**What to work on**. Give back exactly the lines of the material below that start at the line containing "Target: man in blue suit" and end at the line containing "[locate] waterfall (a", and no others.

**Exercise materials**.
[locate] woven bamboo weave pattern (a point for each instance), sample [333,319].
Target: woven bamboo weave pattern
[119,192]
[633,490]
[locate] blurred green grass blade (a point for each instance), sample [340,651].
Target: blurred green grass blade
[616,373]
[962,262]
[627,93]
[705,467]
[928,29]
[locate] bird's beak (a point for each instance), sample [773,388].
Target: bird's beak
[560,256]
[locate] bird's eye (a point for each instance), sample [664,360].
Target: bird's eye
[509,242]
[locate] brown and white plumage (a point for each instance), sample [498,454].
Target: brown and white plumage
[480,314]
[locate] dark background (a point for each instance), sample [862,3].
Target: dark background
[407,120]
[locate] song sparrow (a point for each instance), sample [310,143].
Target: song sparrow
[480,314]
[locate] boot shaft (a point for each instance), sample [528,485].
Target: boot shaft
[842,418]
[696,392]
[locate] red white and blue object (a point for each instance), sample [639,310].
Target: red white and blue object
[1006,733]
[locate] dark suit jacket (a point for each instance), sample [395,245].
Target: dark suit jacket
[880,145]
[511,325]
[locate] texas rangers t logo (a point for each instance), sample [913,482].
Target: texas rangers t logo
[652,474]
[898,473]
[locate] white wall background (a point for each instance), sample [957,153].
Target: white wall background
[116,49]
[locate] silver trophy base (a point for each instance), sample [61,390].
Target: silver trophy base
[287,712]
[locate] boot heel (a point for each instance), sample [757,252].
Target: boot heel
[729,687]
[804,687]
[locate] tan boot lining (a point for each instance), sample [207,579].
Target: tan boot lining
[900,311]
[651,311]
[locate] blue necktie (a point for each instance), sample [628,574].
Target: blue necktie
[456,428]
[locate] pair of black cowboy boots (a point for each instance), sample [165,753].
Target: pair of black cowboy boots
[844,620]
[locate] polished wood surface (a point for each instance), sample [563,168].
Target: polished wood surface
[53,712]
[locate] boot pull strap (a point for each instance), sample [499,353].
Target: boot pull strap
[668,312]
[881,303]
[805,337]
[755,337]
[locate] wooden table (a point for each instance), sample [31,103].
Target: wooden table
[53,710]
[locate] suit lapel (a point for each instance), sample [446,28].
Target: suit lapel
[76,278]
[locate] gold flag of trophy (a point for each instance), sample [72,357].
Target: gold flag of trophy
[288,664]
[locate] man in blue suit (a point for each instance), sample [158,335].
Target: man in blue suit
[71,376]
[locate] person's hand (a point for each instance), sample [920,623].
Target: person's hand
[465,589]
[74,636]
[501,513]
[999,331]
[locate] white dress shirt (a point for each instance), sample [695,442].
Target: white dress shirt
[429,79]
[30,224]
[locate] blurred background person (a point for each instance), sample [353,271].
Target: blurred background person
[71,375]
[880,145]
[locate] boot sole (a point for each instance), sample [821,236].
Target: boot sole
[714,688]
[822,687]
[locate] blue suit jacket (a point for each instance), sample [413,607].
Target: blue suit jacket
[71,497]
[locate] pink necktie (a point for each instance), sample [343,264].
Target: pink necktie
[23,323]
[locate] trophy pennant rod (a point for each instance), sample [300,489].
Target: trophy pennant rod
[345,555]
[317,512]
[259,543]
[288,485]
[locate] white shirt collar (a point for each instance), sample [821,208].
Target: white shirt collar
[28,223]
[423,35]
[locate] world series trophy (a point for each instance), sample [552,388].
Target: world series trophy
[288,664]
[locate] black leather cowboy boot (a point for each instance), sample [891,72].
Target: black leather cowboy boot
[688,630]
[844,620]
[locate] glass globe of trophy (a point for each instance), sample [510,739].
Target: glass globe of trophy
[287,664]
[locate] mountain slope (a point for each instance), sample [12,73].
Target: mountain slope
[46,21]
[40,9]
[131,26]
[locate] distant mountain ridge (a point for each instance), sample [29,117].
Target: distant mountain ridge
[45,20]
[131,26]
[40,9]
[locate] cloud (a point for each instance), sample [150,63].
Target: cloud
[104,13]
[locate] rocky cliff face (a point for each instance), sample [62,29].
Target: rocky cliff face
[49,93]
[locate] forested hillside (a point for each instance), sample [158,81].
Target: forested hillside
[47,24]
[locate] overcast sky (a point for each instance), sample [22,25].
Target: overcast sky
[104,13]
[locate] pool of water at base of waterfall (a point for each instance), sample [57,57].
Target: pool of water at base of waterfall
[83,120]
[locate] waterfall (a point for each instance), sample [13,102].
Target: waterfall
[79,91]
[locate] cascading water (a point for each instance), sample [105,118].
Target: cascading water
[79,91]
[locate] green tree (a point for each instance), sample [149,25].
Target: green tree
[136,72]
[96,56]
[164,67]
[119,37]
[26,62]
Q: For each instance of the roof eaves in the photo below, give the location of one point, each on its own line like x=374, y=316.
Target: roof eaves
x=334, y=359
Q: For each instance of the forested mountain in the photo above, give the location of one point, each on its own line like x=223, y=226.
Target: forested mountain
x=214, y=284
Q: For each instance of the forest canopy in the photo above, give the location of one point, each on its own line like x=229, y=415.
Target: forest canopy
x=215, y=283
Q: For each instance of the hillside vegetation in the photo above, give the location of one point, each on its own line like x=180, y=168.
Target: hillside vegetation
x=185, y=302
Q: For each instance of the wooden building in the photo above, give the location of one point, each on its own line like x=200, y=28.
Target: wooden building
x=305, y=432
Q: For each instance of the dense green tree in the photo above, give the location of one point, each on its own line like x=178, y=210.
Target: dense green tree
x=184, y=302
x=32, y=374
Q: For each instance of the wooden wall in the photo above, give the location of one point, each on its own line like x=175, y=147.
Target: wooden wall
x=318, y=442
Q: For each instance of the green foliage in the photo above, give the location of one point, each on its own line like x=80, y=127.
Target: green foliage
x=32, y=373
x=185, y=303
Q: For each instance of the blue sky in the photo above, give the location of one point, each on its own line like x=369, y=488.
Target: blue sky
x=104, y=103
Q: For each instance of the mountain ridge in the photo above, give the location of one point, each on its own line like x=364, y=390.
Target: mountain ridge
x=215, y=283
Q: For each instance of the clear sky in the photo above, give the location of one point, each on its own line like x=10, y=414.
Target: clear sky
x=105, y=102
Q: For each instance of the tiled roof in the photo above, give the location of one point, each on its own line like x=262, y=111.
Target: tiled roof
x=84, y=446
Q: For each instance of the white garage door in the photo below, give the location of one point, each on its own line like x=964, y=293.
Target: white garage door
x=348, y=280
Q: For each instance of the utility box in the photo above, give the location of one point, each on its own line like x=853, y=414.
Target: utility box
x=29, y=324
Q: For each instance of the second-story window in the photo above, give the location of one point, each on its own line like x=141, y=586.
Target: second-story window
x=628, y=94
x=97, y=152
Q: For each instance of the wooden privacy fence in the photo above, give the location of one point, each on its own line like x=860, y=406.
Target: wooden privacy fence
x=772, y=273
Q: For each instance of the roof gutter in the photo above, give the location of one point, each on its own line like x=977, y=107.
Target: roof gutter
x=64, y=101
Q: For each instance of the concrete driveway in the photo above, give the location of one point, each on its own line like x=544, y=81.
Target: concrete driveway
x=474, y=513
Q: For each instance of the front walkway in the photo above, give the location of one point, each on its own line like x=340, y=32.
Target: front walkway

**Solution to the exercise**.
Target: man in blue suit
[71,376]
[locate] person's hand (a point for each instance), sample [920,623].
Target: person's hand
[465,589]
[74,636]
[501,513]
[999,331]
[locate] white dress shirt (a point for each instance), sample [695,442].
Target: white dress shirt
[429,79]
[30,224]
[locate] blurred background person (a point for each instance), sample [353,271].
Target: blurred background person
[71,375]
[880,145]
[locate] boot sole (a point for each instance), sample [821,236].
Target: boot sole
[714,688]
[822,687]
[locate] blue suit jacket (a point for each instance), sample [413,607].
Target: blue suit jacket
[71,497]
[locate] pink necktie (a point for each instance), sample [343,264].
Target: pink necktie
[23,323]
[locate] trophy pennant rod (a point for each instance), sample [300,489].
Target: trophy pennant rod
[345,555]
[317,512]
[259,543]
[288,485]
[locate] white shirt collar (a point for each instance), sample [821,208].
Target: white shirt collar
[28,223]
[423,35]
[locate] world series trophy (a point for each instance), sample [552,388].
Target: world series trophy
[288,664]
[locate] black leather cowboy boot (a point for each instance), sample [891,72].
Target: black leather cowboy boot
[688,630]
[844,620]
[locate] glass globe of trophy (a point for each instance), sample [510,739].
Target: glass globe of trophy
[287,664]
[locate] mountain slope (a point for each instance), sample [12,73].
Target: mountain slope
[46,21]
[40,9]
[131,26]
[locate] distant mountain ridge (a point for each instance), sample [29,117].
Target: distant mountain ridge
[45,20]
[131,26]
[40,9]
[locate] cloud (a point for each instance), sample [150,63].
Target: cloud
[104,13]
[locate] rocky cliff face (a point for each instance), sample [62,29].
Target: rocky cliff face
[49,93]
[locate] forested hillside (a point for each instance), sample [158,81].
Target: forested hillside
[47,24]
[locate] overcast sky (a point for each instance), sample [22,25].
Target: overcast sky
[104,13]
[locate] pool of water at base of waterfall (a point for each instance), sample [57,57].
Target: pool of water at base of waterfall
[83,120]
[locate] waterfall (a point for each instance), sample [13,102].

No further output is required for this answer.